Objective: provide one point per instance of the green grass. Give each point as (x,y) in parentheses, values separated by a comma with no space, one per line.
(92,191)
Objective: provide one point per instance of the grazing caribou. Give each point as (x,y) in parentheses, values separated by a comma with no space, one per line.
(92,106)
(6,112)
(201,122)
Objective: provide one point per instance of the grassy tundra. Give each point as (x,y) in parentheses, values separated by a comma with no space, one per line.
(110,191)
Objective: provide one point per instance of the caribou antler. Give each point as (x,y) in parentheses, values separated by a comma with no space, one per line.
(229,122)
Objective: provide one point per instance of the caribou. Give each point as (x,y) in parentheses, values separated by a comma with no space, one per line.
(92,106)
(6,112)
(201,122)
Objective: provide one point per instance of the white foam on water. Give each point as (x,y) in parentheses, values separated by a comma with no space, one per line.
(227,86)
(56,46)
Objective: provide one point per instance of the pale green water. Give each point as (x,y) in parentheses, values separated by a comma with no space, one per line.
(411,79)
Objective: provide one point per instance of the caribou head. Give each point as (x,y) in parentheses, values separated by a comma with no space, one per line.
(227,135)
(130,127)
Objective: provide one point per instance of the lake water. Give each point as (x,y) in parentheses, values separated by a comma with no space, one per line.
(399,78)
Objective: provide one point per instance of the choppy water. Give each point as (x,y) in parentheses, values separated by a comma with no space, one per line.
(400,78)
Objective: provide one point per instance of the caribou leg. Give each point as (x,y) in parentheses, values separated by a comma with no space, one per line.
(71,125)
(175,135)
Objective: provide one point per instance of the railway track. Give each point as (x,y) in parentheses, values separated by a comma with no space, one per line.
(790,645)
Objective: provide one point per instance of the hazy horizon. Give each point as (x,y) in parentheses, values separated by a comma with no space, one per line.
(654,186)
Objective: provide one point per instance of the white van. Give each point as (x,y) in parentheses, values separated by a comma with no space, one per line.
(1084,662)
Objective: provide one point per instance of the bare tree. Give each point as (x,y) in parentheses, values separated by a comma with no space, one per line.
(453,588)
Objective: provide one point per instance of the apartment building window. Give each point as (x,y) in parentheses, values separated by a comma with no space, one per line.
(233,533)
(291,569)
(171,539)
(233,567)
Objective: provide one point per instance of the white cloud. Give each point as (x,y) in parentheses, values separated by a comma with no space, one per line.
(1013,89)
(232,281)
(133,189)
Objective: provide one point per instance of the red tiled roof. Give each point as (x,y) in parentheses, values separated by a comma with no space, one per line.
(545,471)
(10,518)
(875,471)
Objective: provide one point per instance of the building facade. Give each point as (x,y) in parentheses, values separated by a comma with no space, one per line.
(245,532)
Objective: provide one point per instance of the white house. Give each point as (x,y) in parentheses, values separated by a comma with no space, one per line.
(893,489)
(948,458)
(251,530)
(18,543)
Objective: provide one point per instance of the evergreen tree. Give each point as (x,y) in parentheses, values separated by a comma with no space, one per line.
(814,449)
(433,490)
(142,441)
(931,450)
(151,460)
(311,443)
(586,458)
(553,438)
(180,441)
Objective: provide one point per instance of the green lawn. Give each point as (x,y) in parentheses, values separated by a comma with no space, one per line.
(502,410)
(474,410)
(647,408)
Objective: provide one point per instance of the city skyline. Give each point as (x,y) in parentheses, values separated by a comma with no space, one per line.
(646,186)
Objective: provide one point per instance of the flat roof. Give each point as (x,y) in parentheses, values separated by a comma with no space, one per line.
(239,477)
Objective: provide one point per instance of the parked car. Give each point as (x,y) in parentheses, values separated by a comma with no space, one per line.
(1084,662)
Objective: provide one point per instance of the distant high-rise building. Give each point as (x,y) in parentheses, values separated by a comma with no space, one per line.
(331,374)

---*---

#### [What is required]
Quote exactly what appears from the line containing "Objective: provide one point per instance of the red" through the final line of the listing above, including both of those lines.

#### [Response for this exercise]
Objective: provide one point per instance of the red tiled roof. Give each point as (x,y) in parentheses, values separated by a comma with no space, one per line.
(545,471)
(10,518)
(875,471)
Objective: provide one point per instance of the building facade. Give each point as (x,y) in parentheses, values separated by a comma with no space, one per line.
(245,532)
Objective: provide one point per instance of the white house. Give each point as (x,y) in parentheses, values separated by a comma with no space, one per line.
(893,489)
(948,458)
(251,530)
(18,543)
Objective: provide one point per instance of the evergreen tree. Give each point as (x,y) in parentheses, values separated by a comma with no space, one per line.
(814,449)
(433,490)
(142,441)
(931,450)
(151,460)
(311,443)
(586,458)
(553,438)
(180,441)
Objective: provide one point per instance of the green lawn. Give each point as (x,y) in parentheses, values separated by a comma with no space, one per line.
(502,410)
(474,410)
(647,408)
Objective: provide one point per instance of the city skyline. Give each point as (x,y) in parentheses, values separated by a comma with no space, one per line.
(646,186)
Objective: provide one point per instance of the flat roof. Give each point as (x,y) in parentheses, values separated by a comma with no space, one per line.
(239,477)
Objective: provide one point per instance of the parked car. Give each point as (x,y) in parentheses, values separated by a comma with no space, one per line.
(1084,662)
Objective: provide one point per instance of the distant high-rise building. Give each point as (x,y) in parentheses, values separated by a comma with no space, one per line.
(331,374)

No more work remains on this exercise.